• Goal 1: Using the biodiversity and climate change recommendations below, decide whether each statement agrees with them: (a) the working group met in Lesvos, Greece; (b) the goal is to halt biodiversity loss by 2015; (c) old-growth forests and wetlands are named as ecosystems that may buffer against climatic change. For each one, answer yes or no and quote the deciding words.
################
Biodiversity and Climate Change (2003)

Recommendations of the Working Group on Biodiversity and Climate Change, meeting under the Greek Presidency of the EU. Lesvos, Greece, 23rd – 26th May 2003, concerning: 

 

BIODIVERSITY AND CLIMATE CHANGE

 

“We didn't lose the game; we just ran out of time.” - Vince Lombardi

 

To gain the knowledge necessary to halt biodiversity loss by 2010, high priority is placed on research to:

  • 1. Improve understanding of the impacts of climate change for biodiversity and its relationships with ecosystem structure, functions, and services, in particular through:
    -Understanding past responses of ecosystems to environmental changes by collecting, analysing and comparing long-term ecological monitoring data and molecular, paleoclimatological and fossil data
    -Developing field and laboratory experiments to obtain data on biodiversity and ecosystem responses to climate change, both in natural and planted or managed ecosystems
    -Developing, testing and improving models that predict changes in biodiversity in response to climate change. In particular, to identify potential areas in Europe where biodiversity would change most.
  • 2. Improve understanding of the feed-back effects resulting from impacts of ecosystem changes on biogeochemical cycles, on atmospheric composition, and on the climate

 

  • 3. Assess the significance of ecotones and climatic transition zones, in the response of their rich biodiversity to climate change

 

  • 4. Enhance understanding of past, current and future dispersal and migration of species under climate change in fragmented landscapes

 

  • 5. Develop science-based plans for the adaptation and development of networks of protected areas taking account of potential changes in climate

 

  • 6. Identify, improve the understanding, and develop methods to conserve ecosystems that potentially buffer against climatic change, such as old-growth forests and wetlands.
################
• Goal 2: Output the lines of the listing that run from its start through the line containing "[265,313,402,380]", with both ends included.

[Bounding box annotation entries]
################
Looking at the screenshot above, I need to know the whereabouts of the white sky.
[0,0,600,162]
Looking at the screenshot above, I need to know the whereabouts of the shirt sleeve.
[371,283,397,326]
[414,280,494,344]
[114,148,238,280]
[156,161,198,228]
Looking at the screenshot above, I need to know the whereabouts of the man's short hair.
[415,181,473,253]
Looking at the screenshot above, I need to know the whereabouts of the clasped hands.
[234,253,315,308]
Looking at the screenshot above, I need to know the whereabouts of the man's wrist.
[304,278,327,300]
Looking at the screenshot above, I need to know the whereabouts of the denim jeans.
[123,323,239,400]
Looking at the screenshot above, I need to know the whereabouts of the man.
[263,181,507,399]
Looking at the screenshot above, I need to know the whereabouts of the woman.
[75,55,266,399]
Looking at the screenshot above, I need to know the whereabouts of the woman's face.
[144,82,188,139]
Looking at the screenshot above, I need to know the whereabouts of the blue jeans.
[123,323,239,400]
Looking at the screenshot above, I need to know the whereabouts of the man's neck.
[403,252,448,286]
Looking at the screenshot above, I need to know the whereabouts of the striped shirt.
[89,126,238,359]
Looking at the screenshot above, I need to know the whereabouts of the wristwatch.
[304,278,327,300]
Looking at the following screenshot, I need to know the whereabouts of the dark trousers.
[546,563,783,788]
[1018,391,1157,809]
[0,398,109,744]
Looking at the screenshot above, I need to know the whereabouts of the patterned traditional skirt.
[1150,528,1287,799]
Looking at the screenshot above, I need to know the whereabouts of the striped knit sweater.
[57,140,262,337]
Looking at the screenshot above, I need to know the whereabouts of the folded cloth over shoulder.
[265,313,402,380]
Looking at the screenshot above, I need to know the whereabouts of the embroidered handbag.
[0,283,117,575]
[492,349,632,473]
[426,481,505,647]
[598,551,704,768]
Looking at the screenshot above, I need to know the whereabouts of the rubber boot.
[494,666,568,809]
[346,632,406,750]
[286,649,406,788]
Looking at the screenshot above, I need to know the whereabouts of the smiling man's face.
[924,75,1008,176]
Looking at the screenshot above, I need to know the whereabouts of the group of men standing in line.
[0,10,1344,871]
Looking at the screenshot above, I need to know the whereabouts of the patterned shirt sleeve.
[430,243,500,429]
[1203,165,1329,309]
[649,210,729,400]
################
• Written solution 1:
(a) Yes: "Lesvos, Greece, 23rd – 26th May 2003"
(b) No: "halt biodiversity loss by 2010"
(c) Yes: "such as old-growth forests and wetlands"

• Written solution 2:
Looking at the screenshot above, I need to know the whereabouts of the white sky.
[0,0,600,162]
Looking at the screenshot above, I need to know the whereabouts of the shirt sleeve.
[371,283,397,326]
[414,280,494,344]
[114,148,238,280]
[156,161,198,228]
Looking at the screenshot above, I need to know the whereabouts of the man's short hair.
[415,181,473,253]
Looking at the screenshot above, I need to know the whereabouts of the clasped hands.
[234,253,315,308]
Looking at the screenshot above, I need to know the whereabouts of the man's wrist.
[304,278,327,300]
Looking at the screenshot above, I need to know the whereabouts of the denim jeans.
[123,323,239,400]
Looking at the screenshot above, I need to know the whereabouts of the man.
[263,181,507,399]
Looking at the screenshot above, I need to know the whereabouts of the woman.
[75,55,266,399]
Looking at the screenshot above, I need to know the whereabouts of the woman's face.
[144,82,188,139]
Looking at the screenshot above, I need to know the whereabouts of the blue jeans.
[123,323,239,400]
Looking at the screenshot above, I need to know the whereabouts of the man's neck.
[403,252,448,286]
Looking at the screenshot above, I need to know the whereabouts of the striped shirt.
[89,126,238,359]
Looking at the screenshot above, I need to know the whereabouts of the wristwatch.
[304,278,327,300]
Looking at the following screenshot, I need to know the whereabouts of the dark trousers.
[546,563,783,788]
[1018,391,1157,809]
[0,398,109,744]
Looking at the screenshot above, I need to know the whereabouts of the patterned traditional skirt.
[1150,528,1287,799]
Looking at the screenshot above, I need to know the whereabouts of the striped knit sweater.
[57,140,262,337]
Looking at the screenshot above, I need to know the whereabouts of the folded cloth over shoulder.
[265,313,402,380]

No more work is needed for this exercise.